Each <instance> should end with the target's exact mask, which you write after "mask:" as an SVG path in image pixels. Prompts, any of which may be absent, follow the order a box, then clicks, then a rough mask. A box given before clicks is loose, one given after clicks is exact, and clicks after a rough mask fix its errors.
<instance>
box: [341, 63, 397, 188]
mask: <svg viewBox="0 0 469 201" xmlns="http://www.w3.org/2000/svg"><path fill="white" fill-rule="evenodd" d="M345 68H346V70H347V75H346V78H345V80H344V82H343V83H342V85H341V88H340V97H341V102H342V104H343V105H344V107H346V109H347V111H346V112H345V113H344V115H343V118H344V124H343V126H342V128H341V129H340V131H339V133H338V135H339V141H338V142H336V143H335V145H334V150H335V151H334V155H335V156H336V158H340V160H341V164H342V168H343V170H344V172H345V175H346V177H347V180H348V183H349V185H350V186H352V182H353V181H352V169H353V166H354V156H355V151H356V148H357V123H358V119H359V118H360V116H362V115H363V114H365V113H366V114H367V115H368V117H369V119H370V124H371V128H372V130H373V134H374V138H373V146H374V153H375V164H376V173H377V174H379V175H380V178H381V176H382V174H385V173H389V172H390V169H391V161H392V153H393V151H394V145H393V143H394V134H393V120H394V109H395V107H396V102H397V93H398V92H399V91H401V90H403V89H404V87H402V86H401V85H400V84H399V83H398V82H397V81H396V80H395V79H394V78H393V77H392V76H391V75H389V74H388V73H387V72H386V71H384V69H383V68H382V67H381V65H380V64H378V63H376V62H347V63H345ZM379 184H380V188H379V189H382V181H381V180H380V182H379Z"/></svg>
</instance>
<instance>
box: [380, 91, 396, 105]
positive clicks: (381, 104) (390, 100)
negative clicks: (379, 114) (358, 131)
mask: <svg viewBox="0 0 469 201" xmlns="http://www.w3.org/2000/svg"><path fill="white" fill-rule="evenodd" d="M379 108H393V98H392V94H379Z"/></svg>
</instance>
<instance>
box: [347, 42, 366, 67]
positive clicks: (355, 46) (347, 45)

------

Work request: Produce a verbatim transcription of the entries above.

Answer space:
Each <instance> should end with the target's exact mask, which you write after "mask:" as an SVG path in image pixels. Prompts, any of which may be absent, follow the order a box, then clicks, then a rough mask. A box given before clicks is loose, one given after clicks is exact, and clicks after a rough mask fix its errors.
<instance>
box: [341, 63, 397, 188]
mask: <svg viewBox="0 0 469 201" xmlns="http://www.w3.org/2000/svg"><path fill="white" fill-rule="evenodd" d="M345 68H346V70H347V75H346V78H345V80H344V82H343V83H342V85H341V88H340V97H341V102H342V104H343V105H344V107H346V109H347V111H346V112H345V113H344V115H343V118H344V124H343V126H342V128H341V129H340V131H339V133H338V135H339V141H338V142H336V143H335V145H334V150H335V151H334V155H335V156H336V158H340V160H341V164H342V168H343V170H344V172H345V175H346V177H347V180H348V183H349V185H350V186H352V182H353V181H352V169H353V166H354V156H355V151H356V148H357V123H358V119H359V118H360V116H362V115H363V114H365V113H366V114H367V115H368V117H369V119H370V124H371V128H372V130H373V134H374V138H373V146H374V153H375V164H376V173H377V174H379V175H380V178H381V176H382V174H385V173H389V172H390V169H391V161H392V153H393V151H394V145H393V143H394V134H393V120H394V109H395V107H396V102H397V93H398V92H399V91H401V90H403V89H404V87H402V86H401V85H400V84H399V83H398V82H397V81H396V80H395V79H394V78H393V77H392V76H391V75H389V74H388V73H387V72H386V71H384V69H383V68H382V67H381V65H380V64H378V63H376V62H347V63H345ZM379 184H380V188H379V189H382V181H381V180H380V182H379Z"/></svg>
</instance>
<instance>
box: [380, 91, 396, 105]
positive clicks: (381, 104) (390, 100)
negative clicks: (379, 114) (358, 131)
mask: <svg viewBox="0 0 469 201" xmlns="http://www.w3.org/2000/svg"><path fill="white" fill-rule="evenodd" d="M379 108H393V98H392V94H379Z"/></svg>
</instance>
<instance>
box: [347, 42, 366, 67]
positive clicks: (355, 46) (347, 45)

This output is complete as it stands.